• _Aim_
Replace "bearded man" with "man with a beard" in the listing, from the line with "Note. One marker is placed on each instance of the bearded" up to and including the line with "[(68, 403)]". Reproduce only those lines and keep everything else in them unchanged.

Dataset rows
┄┄┄┄┄┄┄┄┄┄┄┄┄┄┄┄┄┄┄┄

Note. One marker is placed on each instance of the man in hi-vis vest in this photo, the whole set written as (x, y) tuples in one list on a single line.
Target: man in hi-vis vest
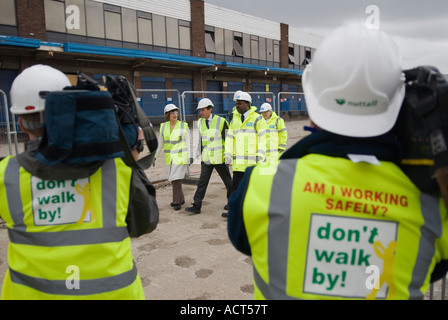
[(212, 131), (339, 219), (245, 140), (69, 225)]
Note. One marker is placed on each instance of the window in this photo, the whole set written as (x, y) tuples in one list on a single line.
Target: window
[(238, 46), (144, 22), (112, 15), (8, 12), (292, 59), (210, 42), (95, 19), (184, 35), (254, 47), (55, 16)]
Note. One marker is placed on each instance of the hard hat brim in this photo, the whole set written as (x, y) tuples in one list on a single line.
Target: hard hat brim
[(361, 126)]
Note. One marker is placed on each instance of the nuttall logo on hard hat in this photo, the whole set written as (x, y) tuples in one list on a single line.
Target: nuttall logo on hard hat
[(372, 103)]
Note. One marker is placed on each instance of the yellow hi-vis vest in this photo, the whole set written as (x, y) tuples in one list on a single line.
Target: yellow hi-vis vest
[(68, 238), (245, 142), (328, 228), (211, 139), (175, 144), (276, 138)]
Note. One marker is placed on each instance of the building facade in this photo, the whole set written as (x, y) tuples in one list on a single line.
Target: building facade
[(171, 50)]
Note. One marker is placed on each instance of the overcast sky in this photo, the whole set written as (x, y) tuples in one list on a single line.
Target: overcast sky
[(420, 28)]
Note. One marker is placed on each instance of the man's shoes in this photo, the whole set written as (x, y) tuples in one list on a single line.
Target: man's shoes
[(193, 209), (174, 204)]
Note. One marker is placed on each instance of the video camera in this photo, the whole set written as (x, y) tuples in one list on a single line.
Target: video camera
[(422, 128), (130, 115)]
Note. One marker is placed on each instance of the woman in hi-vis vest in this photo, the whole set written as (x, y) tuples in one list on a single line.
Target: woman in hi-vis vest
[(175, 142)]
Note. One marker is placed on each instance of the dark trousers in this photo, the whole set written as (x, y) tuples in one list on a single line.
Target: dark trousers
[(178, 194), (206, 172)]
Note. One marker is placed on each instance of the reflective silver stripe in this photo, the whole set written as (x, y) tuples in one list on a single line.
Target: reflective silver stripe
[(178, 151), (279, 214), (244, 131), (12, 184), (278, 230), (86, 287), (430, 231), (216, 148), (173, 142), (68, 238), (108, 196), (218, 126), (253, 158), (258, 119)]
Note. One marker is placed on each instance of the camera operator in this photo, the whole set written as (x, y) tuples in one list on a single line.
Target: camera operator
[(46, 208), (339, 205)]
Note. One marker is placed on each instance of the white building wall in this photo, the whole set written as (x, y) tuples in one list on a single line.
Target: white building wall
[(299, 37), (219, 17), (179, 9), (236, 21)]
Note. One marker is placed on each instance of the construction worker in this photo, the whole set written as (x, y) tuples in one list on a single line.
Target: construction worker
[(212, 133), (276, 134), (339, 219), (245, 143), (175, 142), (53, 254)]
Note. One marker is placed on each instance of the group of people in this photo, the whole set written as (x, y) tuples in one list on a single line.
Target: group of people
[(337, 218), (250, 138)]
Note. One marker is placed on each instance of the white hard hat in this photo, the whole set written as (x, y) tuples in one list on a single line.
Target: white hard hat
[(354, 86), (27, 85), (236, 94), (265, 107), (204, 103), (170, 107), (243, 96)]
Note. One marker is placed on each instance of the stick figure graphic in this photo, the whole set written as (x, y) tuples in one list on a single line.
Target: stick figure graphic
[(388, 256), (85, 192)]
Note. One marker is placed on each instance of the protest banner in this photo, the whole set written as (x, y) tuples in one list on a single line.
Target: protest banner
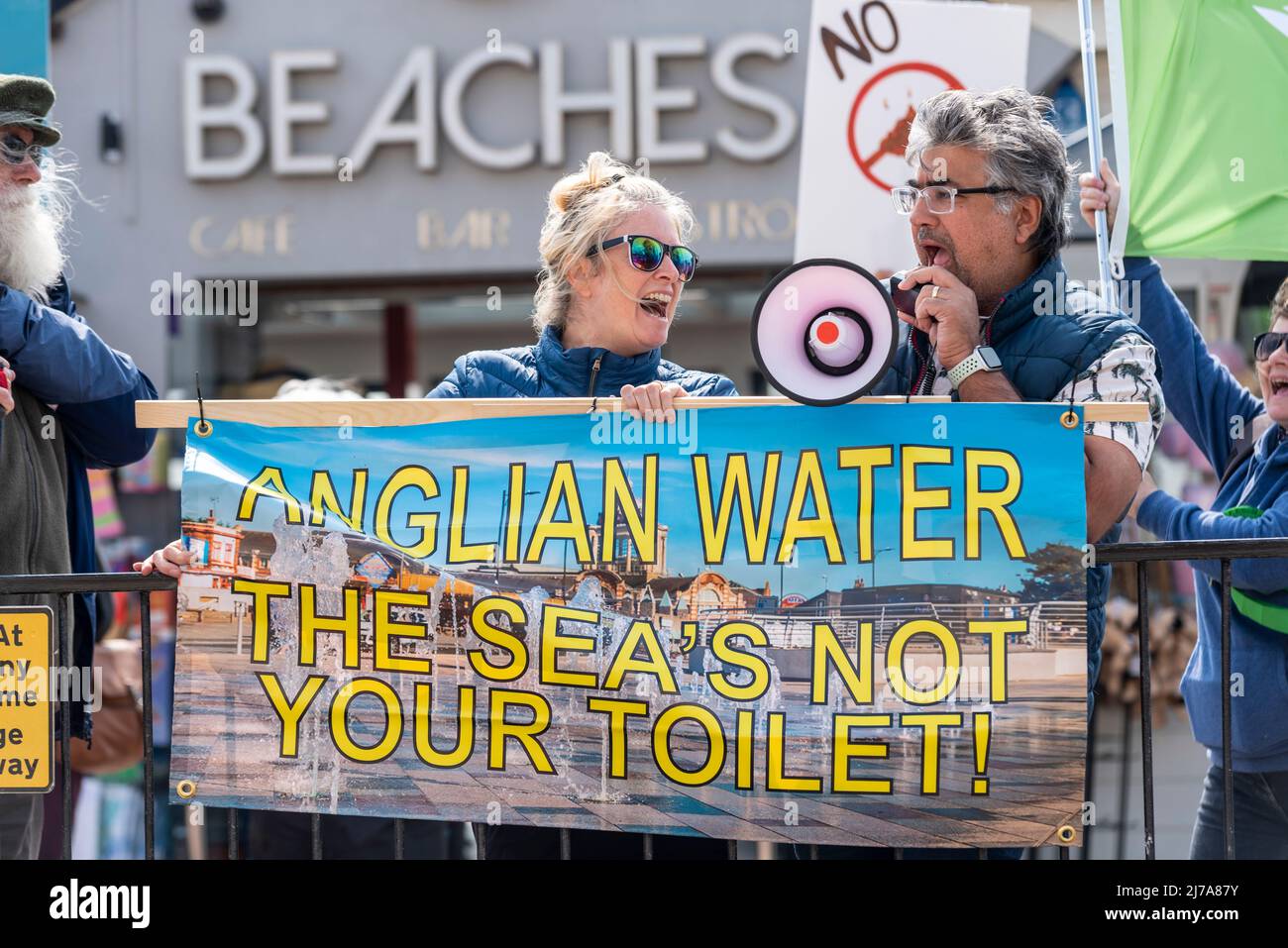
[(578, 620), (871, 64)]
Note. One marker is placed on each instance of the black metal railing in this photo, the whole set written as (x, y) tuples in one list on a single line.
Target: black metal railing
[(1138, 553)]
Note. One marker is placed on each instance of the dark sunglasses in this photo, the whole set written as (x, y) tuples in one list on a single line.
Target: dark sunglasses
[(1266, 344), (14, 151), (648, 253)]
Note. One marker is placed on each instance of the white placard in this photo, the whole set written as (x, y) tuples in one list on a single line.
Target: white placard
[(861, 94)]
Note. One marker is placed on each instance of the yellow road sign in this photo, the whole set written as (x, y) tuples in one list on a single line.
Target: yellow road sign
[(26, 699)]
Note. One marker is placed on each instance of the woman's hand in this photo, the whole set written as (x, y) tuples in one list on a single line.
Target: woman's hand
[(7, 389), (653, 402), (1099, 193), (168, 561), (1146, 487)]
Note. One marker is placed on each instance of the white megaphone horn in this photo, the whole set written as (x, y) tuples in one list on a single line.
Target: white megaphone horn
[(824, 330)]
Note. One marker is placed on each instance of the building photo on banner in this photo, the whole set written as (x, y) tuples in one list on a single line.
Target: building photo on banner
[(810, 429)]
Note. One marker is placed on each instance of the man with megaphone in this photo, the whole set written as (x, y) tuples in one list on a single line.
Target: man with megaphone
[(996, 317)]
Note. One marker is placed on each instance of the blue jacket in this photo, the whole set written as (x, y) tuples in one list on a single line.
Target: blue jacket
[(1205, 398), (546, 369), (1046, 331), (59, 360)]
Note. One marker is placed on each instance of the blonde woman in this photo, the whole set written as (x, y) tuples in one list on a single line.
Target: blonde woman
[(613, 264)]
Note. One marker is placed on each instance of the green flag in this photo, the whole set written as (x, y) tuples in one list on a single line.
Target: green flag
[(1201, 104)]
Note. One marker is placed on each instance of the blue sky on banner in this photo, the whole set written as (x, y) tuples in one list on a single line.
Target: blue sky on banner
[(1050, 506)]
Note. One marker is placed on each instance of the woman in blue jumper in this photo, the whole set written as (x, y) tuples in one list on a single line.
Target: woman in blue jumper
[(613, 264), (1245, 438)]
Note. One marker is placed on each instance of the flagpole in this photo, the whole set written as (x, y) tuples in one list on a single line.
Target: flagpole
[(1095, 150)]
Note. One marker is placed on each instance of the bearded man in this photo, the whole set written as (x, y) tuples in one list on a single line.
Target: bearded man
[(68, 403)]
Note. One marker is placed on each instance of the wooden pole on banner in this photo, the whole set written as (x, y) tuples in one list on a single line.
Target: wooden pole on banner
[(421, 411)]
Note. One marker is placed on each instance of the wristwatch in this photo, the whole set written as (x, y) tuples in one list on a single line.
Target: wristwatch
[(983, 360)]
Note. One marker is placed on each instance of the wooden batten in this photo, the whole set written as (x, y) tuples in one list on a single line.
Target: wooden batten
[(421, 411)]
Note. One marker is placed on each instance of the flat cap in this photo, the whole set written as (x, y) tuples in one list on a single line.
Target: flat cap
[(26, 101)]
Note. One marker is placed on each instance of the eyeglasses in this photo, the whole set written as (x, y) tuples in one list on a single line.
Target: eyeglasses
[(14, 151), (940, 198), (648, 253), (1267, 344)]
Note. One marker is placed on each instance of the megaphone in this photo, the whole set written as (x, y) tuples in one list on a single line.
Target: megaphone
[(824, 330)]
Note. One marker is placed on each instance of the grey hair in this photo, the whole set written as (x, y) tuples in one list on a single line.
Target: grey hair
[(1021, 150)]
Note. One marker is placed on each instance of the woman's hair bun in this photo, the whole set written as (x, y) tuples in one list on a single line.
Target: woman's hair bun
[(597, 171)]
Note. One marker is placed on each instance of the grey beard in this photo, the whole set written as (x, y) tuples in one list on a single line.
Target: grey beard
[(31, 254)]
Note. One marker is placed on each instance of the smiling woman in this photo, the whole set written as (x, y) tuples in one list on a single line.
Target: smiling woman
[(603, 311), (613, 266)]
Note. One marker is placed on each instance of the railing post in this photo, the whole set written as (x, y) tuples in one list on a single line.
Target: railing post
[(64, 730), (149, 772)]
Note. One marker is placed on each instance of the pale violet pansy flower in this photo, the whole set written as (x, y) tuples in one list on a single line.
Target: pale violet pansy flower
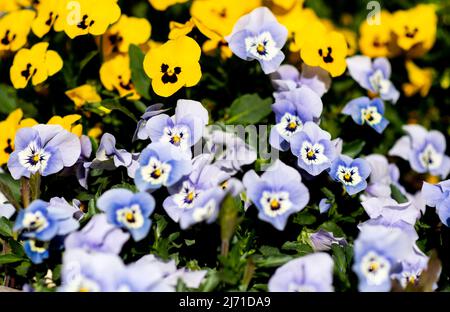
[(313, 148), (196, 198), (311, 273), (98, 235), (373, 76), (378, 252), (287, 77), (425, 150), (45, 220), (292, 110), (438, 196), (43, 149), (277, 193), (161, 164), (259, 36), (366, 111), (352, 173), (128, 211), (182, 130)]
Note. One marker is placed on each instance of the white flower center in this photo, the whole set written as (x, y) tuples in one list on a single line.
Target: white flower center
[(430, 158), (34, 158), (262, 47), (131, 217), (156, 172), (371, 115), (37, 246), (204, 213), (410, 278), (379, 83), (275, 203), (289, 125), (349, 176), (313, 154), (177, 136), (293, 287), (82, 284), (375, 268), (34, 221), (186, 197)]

┄┄┄┄┄┄┄┄┄┄┄┄┄┄┄┄┄┄┄┄

• _Finished task_
Note. One marker is placed on each instance of the man with a beard in this photo, the whole set written as (x, y) tuples in one list on a single line.
Target: man with a beard
[(68, 403)]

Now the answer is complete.